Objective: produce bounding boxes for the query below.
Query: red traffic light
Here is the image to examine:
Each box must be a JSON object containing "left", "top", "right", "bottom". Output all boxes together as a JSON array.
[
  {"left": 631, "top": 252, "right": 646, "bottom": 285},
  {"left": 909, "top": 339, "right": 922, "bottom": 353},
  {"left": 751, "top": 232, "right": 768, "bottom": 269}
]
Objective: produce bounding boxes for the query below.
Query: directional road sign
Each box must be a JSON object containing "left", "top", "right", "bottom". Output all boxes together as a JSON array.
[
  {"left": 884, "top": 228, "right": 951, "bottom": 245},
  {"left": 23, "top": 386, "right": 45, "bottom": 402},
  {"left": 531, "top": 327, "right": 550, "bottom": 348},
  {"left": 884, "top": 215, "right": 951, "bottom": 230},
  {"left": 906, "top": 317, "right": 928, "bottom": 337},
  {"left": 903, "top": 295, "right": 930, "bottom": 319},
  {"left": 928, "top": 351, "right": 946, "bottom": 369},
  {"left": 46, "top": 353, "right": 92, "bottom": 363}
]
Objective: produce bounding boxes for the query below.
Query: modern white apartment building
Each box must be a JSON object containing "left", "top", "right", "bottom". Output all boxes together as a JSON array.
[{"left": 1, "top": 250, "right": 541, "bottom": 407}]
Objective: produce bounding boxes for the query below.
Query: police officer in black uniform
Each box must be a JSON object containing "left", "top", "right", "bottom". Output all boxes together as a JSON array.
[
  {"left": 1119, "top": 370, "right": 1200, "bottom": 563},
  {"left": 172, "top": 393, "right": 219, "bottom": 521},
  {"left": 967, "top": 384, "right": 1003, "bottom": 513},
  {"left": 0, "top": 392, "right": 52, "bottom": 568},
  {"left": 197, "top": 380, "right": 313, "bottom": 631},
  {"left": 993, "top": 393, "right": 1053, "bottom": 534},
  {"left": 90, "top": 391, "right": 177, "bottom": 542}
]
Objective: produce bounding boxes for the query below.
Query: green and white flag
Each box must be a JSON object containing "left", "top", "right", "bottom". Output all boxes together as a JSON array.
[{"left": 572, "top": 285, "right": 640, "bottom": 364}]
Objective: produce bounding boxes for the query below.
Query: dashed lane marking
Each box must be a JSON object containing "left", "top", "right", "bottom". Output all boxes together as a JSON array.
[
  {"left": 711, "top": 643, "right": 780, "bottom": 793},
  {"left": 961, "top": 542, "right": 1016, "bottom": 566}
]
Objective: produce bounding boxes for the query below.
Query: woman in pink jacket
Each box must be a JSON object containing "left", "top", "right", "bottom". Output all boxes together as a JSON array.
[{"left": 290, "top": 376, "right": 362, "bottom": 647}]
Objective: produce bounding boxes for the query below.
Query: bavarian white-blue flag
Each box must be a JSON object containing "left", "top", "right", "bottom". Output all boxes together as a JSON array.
==================================================
- **Problem description**
Go through the records above and repeat each one exactly.

- **Task solution**
Objective: produce bounding boxes for the query below.
Query: red traffic light
Here is the image to examine:
Each box must be a JSON object containing "left", "top", "right", "bottom". Output all boxes together as a JSON array.
[
  {"left": 631, "top": 252, "right": 646, "bottom": 285},
  {"left": 909, "top": 339, "right": 922, "bottom": 353},
  {"left": 751, "top": 232, "right": 768, "bottom": 269}
]
Objective: produce bounding boxes for the query below.
Query: directional road sign
Each box must be a JSON object containing "left", "top", "right", "bottom". Output all boxes together as a JSON array.
[
  {"left": 884, "top": 228, "right": 951, "bottom": 245},
  {"left": 23, "top": 386, "right": 45, "bottom": 402},
  {"left": 531, "top": 327, "right": 550, "bottom": 348},
  {"left": 884, "top": 215, "right": 951, "bottom": 230},
  {"left": 906, "top": 317, "right": 928, "bottom": 337},
  {"left": 903, "top": 295, "right": 930, "bottom": 319},
  {"left": 928, "top": 351, "right": 946, "bottom": 369},
  {"left": 46, "top": 353, "right": 92, "bottom": 363}
]
Objective: produce bounding boxes for the query below.
Query: modern white apartment building
Each box must be a JSON object containing "left", "top", "right", "bottom". Output all boxes together as a JSON array.
[{"left": 1, "top": 250, "right": 541, "bottom": 407}]
Objective: produce bounding boxes for the query below.
Query: police officer in black uniform
Each box must be a JSON object containing "left", "top", "right", "bottom". Output all boxes together as a JSON array.
[
  {"left": 1119, "top": 370, "right": 1200, "bottom": 563},
  {"left": 172, "top": 393, "right": 219, "bottom": 521},
  {"left": 967, "top": 384, "right": 1003, "bottom": 513},
  {"left": 0, "top": 392, "right": 52, "bottom": 568},
  {"left": 197, "top": 380, "right": 313, "bottom": 631},
  {"left": 993, "top": 393, "right": 1053, "bottom": 534},
  {"left": 90, "top": 391, "right": 177, "bottom": 542}
]
Objective: produce bounding boxes for the query below.
Query: green and white flag
Each box must be a JSON object containing "left", "top", "right", "bottom". Output all boxes together as a JSON array.
[{"left": 572, "top": 285, "right": 640, "bottom": 364}]
Objective: produce bounding boxes for the query below.
Query: dashed lane marking
Each box must be a JSON object containing "left", "top", "right", "bottom". Output all boxes together as a JSON array.
[
  {"left": 711, "top": 643, "right": 780, "bottom": 793},
  {"left": 961, "top": 542, "right": 1016, "bottom": 566}
]
Objective: produce bounding boxes for the query below.
Query: woman in pink jacket
Each box must be a JSON object containing "left", "top", "right", "bottom". Output all boxes together as a JSON array.
[{"left": 290, "top": 376, "right": 362, "bottom": 647}]
Objective: produce bounding boxes for the query below.
Query: bavarian white-blue flag
Each box must be a JSON object containing "left", "top", "right", "bottom". Output all boxes together as a JSON array.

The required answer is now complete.